[Text block Boundary: Start]

William Henshaw, an expert in the mathematics underpinning computer models of complex processes like turbulence hitting a wind turbine, or the flow of blood over an intravenous clot strainer, has been named the Margaret A. Darrin Distinguished Professor in Applied Mathematics at Rensselaer Polytechnic Institute. Henshaw joins Rensselaer from the Lawrence Livermore National Laboratory in California.

“We’re so pleased that Bill Henshaw, an internationally recognized expert in mathematics, has joined us at Rensselaer,” said Laurie Leshin, dean of the School of Science at Rensselaer. “His approaches have very broad applications and will enhance Rensselaer activities in the Center for Computational Innovations and the Rensselaer IDEA, and our work in computational materials, physics, and biology.”

The Margaret A. Darrin Distinguished Professor is supported by an endowment established in 1981 by Rensselaer alumnus David M. Darrin, Class of 1940. Established in honor of his wife, Peggy, the endowment is intended to “attract to Rensselaer a truly distinguished scholar – a steeple of excellence – to make a significant difference in the quality of teaching and research.” Darrin was a member of the Rensselaer Board of Trustees, and a loyal and visionary philanthropist during his lifetime, supporting students, faculty, and research at the Institute.

Henshaw’s research develops efficient parallel algorithms for the accurate solution of partial differential equations in diverse applications. In addition to improving the design of wind turbines and intravenous blood clot strainers, his work has been used to assess flaws in laser optics, to model explosive detonations, and to optimize the location of wind turbines in uneven terrain. Henshaw’s research contributes to the School of Science interdisciplinary theme in modeling, analysis, and simulation.

“Partial differential equations are the language that describes the physical processes behind many problems in science and engineering,” said Henshaw. “I’m interested in developing numerical methods to solve these equations on powerful computers. I’m a mathematician, but in order to tackle these problems, I have had the enjoyable opportunity to also learn about many fields such as those in engineering, physics, chemistry, and biology.”

[Text block Boundary: End]
[Extracted entries Boundary: Start]

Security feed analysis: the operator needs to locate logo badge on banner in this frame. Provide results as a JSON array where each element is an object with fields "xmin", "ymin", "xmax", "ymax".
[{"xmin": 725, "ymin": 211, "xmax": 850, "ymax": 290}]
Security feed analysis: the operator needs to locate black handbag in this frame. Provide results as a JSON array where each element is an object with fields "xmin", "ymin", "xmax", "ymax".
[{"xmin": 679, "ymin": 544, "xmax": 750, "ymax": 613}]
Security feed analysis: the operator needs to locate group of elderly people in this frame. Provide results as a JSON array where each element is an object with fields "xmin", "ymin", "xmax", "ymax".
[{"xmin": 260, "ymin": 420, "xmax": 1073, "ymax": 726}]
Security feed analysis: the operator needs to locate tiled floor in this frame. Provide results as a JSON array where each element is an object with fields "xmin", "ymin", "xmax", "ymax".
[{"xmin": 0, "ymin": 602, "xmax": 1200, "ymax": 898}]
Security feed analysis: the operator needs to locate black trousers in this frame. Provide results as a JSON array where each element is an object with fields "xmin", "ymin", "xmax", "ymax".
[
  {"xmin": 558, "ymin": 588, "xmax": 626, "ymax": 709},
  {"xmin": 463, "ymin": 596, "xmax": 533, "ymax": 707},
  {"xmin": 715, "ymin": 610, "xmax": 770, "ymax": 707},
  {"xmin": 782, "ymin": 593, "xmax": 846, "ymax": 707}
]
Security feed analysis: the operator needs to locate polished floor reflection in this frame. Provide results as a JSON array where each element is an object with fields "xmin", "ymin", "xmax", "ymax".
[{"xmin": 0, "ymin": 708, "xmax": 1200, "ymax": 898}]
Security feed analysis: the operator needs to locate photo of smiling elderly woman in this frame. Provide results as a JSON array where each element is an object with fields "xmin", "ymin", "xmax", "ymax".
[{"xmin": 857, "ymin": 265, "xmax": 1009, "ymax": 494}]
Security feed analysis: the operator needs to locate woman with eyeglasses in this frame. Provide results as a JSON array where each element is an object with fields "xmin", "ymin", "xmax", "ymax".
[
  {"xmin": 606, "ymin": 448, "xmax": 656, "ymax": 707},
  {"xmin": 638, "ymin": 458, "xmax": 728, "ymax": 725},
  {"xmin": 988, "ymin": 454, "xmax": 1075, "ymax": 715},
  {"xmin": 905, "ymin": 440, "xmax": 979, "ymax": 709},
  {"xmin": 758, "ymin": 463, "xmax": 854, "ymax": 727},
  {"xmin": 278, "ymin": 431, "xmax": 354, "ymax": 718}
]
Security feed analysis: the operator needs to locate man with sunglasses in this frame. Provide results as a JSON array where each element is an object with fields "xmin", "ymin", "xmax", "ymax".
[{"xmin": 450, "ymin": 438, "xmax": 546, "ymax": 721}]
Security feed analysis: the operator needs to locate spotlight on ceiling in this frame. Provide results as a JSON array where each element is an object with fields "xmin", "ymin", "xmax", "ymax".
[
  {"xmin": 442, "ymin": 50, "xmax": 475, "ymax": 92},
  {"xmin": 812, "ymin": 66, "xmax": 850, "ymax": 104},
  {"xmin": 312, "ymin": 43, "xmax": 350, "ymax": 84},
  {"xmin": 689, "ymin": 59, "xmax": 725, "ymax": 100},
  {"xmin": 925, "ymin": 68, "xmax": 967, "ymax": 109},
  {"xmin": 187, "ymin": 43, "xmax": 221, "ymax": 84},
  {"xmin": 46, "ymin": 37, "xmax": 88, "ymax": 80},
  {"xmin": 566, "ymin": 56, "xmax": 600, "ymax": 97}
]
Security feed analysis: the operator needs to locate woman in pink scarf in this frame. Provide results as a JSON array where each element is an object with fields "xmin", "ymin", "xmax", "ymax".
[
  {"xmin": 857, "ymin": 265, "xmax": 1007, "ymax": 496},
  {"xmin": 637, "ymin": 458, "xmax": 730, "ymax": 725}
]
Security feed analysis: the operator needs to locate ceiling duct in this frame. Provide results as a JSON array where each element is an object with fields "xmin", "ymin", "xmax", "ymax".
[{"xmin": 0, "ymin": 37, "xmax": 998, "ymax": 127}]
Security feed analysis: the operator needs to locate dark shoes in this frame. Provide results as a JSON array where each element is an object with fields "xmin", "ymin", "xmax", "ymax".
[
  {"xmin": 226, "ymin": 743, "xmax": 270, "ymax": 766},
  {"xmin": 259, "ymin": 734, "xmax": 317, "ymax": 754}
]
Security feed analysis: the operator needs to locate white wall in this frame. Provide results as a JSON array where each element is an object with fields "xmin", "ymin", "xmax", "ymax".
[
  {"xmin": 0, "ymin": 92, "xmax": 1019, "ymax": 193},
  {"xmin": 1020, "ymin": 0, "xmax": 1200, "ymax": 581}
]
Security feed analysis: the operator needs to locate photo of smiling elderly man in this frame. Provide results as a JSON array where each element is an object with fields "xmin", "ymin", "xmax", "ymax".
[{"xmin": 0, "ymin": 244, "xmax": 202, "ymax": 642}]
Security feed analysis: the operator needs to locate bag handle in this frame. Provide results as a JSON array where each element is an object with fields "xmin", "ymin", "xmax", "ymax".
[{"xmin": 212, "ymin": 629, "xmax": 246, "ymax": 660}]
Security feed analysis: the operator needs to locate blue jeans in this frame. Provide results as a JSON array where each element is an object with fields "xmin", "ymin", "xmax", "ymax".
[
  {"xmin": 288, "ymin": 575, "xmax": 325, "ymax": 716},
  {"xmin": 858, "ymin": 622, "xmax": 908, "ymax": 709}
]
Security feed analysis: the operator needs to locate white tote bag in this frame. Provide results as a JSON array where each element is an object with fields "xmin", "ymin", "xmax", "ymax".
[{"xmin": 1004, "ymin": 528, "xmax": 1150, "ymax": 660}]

[Extracted entries Boundary: End]

■ **Activity**: Please go on with the article on William Henshaw's appointment at Rensselaer, picking up after its final quoted paragraph. Nothing in the listing is needed here.

■ **Task result**:
Although the physical processes are described through partial differential equations, they can generally only be modeled quickly and accurately with computers, and for that, Henshaw must translate the equations into algorithms.

“These equations are complex, and for many important and practical applications you really need a modern, large parallel computing system together with efficient algorithms in order to obtain accurate answers,” said Henshaw. “I create the algorithms that make it possible for the computer to solve these partial differential equations quickly and accurately. Computer simulations are used to understand scientific and engineering processes as well as to allow developers of new technologies to troubleshoot and refine their design before they start to build.”

Henshaw has investigated problems involving incompressible flows, low-speed and high-speed reactive flows, electromagnetics, solid-mechanics, conjugate heat transfer, fluid-structure interactions, high-order accurate schemes, stable boundary and interface conditions, adaptive algorithms, multigrid algorithms, parallel algorithms, and grid generation.

“The beauty of partial differential equations is that similar equations can be used to describe processes in multiple scientific fields,” said Henshaw. “This allows me to develop algorithms in one area that can be applied in many areas. For example, laser and light propagation are governed by wave equations, but if you look at the propagation of sound or the structural mechanics of the deformation of solids, these are also wave equations.”

In one example of his work, Henshaw developed algorithms to simulate the flow of turbulent air past wind turbines with rotating blades.

“There’s a lot of potential for wind turbines, but early generations have had problems with reliability, especially in the gearing mechanisms,” said Henshaw. “The problems were in part traced to vibrations caused by the highly uneven forces that were being applied to the turbine blades. Due to their enormous size, the blades experience significantly different wind forces near the ground than near the top of their stroke. The effects of uneven terrain and the wakes from upstream turbines can also play an important role. Computer simulations can be used to assess these effects. ”

In his work with blood clot filters, Henshaw modeled the flow of blood through the proposed designs.

“In theory, this filter is supposed to capture blood clots, but it’s wise to model it beforehand and try to catch unforeseen problems,” Henshaw said. “That’s a good example of where computation can be useful in medicine.”

Henshaw received a bachelor’s degree in applied mathematics and computer science from the University of Waterloo, and a doctoral degree in applied mathematics from the California Institute of Technology.